# Set problem
Rewrite every row below, replacing "snug" with "tight" and leaving all else unchanged.

>> START Materials provided

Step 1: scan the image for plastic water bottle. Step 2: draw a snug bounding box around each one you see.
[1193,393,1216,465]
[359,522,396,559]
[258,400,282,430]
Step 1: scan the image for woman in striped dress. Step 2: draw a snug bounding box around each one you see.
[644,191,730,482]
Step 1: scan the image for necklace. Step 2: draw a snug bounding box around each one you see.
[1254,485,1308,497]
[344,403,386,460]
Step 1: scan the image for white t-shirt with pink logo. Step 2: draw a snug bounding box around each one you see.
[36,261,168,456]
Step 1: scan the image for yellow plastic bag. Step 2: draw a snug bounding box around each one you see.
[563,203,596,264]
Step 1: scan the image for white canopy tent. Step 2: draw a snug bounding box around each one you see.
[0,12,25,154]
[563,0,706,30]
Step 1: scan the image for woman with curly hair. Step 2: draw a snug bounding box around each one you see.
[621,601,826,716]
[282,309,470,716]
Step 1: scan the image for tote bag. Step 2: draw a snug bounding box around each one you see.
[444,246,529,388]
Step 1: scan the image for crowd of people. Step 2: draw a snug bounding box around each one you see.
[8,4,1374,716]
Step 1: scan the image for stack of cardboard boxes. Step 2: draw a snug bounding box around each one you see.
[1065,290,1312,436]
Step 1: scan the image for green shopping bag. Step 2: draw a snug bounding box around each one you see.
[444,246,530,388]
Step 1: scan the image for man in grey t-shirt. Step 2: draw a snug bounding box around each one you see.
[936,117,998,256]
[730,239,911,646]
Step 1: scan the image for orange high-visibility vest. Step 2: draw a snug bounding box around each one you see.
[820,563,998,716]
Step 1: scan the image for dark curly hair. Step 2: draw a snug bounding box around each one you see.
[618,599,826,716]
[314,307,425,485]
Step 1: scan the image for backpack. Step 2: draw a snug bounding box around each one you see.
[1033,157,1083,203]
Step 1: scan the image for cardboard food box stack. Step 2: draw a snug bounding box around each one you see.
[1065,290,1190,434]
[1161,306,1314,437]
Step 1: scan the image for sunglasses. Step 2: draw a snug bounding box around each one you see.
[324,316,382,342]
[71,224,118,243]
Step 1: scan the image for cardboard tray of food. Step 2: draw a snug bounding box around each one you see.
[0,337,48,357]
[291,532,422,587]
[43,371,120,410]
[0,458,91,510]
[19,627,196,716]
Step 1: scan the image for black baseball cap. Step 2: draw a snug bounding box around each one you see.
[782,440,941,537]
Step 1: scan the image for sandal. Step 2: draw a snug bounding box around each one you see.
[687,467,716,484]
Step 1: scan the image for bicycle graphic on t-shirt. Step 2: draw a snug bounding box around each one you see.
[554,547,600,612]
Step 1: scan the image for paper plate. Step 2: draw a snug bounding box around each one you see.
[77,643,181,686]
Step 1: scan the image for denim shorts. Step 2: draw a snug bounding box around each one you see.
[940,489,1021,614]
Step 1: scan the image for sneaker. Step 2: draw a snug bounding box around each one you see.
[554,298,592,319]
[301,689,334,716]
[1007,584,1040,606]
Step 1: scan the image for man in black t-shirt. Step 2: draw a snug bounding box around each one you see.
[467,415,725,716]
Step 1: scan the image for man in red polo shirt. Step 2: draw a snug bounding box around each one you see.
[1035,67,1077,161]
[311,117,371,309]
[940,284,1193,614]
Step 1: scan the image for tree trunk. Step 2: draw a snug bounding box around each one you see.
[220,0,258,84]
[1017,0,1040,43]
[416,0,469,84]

>> END Materials provided

# Response below
Step 1: scan the image for plastic water bottle. Step 2: draw a tight bounding box around each one you see.
[1193,393,1216,465]
[359,522,396,559]
[258,400,282,430]
Step 1: scan the image for woman in striped dress. Step 2: draw a tight bounding box around each one you see.
[644,191,730,482]
Step 1: scan the image for necklace. Step 2: draw a tight bounding box around each one you see.
[1254,485,1308,497]
[344,403,386,460]
Step 1: scan the image for white t-shirt with pink logo. Step 2: draw a tight bounding box around each one you see.
[36,261,168,456]
Step 1: scan the image for yellow plastic bag. Step 2: draw a tight bounding box around each one you see.
[563,203,596,264]
Step 1: scan the image for white canopy tent. Step 2: draw a tight bounding box around each one you see.
[0,12,25,154]
[563,0,706,30]
Step 1: scan the image for woman with curly hair. Step 2: draw a tight bounding box around each one you see.
[621,601,826,716]
[282,309,470,716]
Step 1: scan the image for tote bag. Step 2: draw a tight bounding box around each one you see.
[444,246,529,388]
Step 1: scan the image for crowd of people. Step 2: draw a tight bounding box around each one you see.
[8,4,1374,716]
Step 1: scan the image for stack of cardboard boxes. Step 2: draw a tight bounding box around each one you see.
[1065,290,1312,436]
Step 1: scan the image for green shopping bag. Step 2: draw a tight bounding box around each one you see.
[444,246,530,388]
Step 1: scan the image for man in grey t-shirt. Step 2: draw a tight bounding box around each one you see.
[936,117,998,256]
[730,239,911,646]
Step 1: scan the image for orange high-visibility vest. Step 2: draw a tight bounding box around each one you see.
[820,563,998,716]
Step 1: scan the image for dark curly hair. Step 2: draw a tight bounding box around each one you see.
[618,599,826,716]
[314,307,425,485]
Step 1: scan the image for backpack. Step 2: draw a tight bounding box around each one you see.
[1033,157,1083,203]
Step 1: scan the image for cardboard food box stack. Step 2: draw a tight bounding box around each one you see.
[1065,290,1190,434]
[1161,306,1314,437]
Step 1: scan the image for sunglasses. Step 2: draw a tight bounding box around each one you see.
[324,316,382,342]
[71,224,118,243]
Step 1: scan the image for cardboard tray of food. Step 2: draw a tight bounding box around each one you see.
[0,337,48,357]
[291,532,422,587]
[43,371,120,410]
[0,458,91,510]
[19,627,196,716]
Step 1: scan the image for black baseball cap. Step 2: draw a tight bounding box around each one you see.
[782,440,941,537]
Step 1: scan the image for sandal. Step 2: draw a tight bounding box around each one you see.
[687,467,716,484]
Step 1: scan the image for bicycle graphic on t-shirt. Step 2: draw a tight bounding box around each one you see.
[554,547,600,612]
Step 1: scan the image for paper plate. Step 2: draw a tight bounding box around each one you see.
[77,643,181,686]
Step 1: scan the image for denim shorts. Step 2: draw a tight bounding box around each one you see.
[940,489,1021,614]
Step 1: scan the image for sneaker. Step 2: draw a tight bounding box around each one you see.
[554,298,592,319]
[301,689,334,716]
[1007,584,1040,606]
Step 1: scan the image for man in black t-shirt. Step 2: draw a tight bounding box around each one you see.
[467,415,725,716]
Step 1: scan the image for man in red polo shirt. Step 2: draw a tight bounding box around each one you see.
[1035,67,1077,161]
[311,117,371,309]
[940,284,1193,614]
Step 1: scan the image for tree trunk. Step 2: draw a tight bounding box around each one you see.
[220,0,258,84]
[1017,0,1040,43]
[416,0,469,84]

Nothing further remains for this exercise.